Extend the article below on early Islamic scholars and the division of labor, picking up right after its last sentence.

──────── Excerpt

Early Islamic Scholars on the Division of Labour
A scholarly article in the Journal of Institutional Economics, 2008, vol 4: 3, pp 403-413, ‘Nasir ad Din Tusi on social co-operation and the division of labour: fragment from The Nasirean Ethics’ by Guang-Zhen Sun (Monash University, Victoria, Australia) contains interesting material on a neglected part of the history of scientific endeavour:
“In particular, al-Ghazali (1058-1111), ‘unquestionably the greatest theologian of Islam and one of its noblest and most original thinkers’ (Hitti, Philip K. 2002: 431 [History of the Arabs, 10th edition, Palgrave Macmillan, New York]), makes some observations of the vertical division of labour that strikingly resemble Adam Smith’s in an interesting manner. In his most important book, Ihya Ulum al-Din (Revivification of the Sciences of Religion), al-Ghazali wrote:
“For a bread, for example, first the farmer prepares and cultivates the land, then the bullock and tools needed to plough the land. Then the land is irrigated. It is cleared from weeds, then the crop is harvested and grains are cleaned and separated. Then there is milling into flour before baking. Just imagine – how many tasks are involved; and we here mention just only some. And imagine the number of people performing these various tasks, and the number of various kinds of tools, made from iron, woods, stone, etc. If one enquires, one will find that perhaps a single loaf of bread takes its final shape with the help of perhaps more than a thousand workers.’ (Ihya, 4:118; quoted in Ghazanfar and Illahi, 1990: 390; 'Economic Thought of an Arab Scholastic: Aby Hamid al-Ghazali, 1058-1111', History of Political Economy, vol. 22: 381-403)

────────────────
──────── Supplied data

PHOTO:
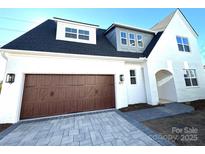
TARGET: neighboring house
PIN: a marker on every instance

────────────────

Task answer:
In further articulating the gains from, and necessary coordination in, the manufacturing division of labour, al-Ghazili took need production as an example, ‘even the small needle becomes useful only after passing through the hands of needle-makers about twenty-five times, each time going through a different process. As it happens, al-Ghazali’s needle example well resembles, over a ‘great gap’ in time as Schumpeter may tend to call, the French Encyclopédie’s ‘Epingle’ (1750s) production (consisting of eighteen separate processes), from which Smith’s famous pin-factory story was taken (cf. Edwin Canaan’s footnote 4 on page 8 in Smith 1776/1950). Does there really make much of a difference between the 25-stage needle production and the 18-stage pin production, the prototype of the division of labour principle due to the great influence of Smith’s (1776) justly celebrated system of economic analysis, so far as the division of labour is concerned?”
Comment
The notion of the ‘Great Gap’ in science between the 7th and the 13th centuries was due to Schumpeter’s assessment was published in his 1954 classic, History of Economic Analysis, pp 73-74 Allen & Unwin, London (edited from the unfinished manuscript by his wife, Elizabeth Boody Schumpeter). The information in the article eliminates Schumpeter’s assessment, or at least confines it to European experience only.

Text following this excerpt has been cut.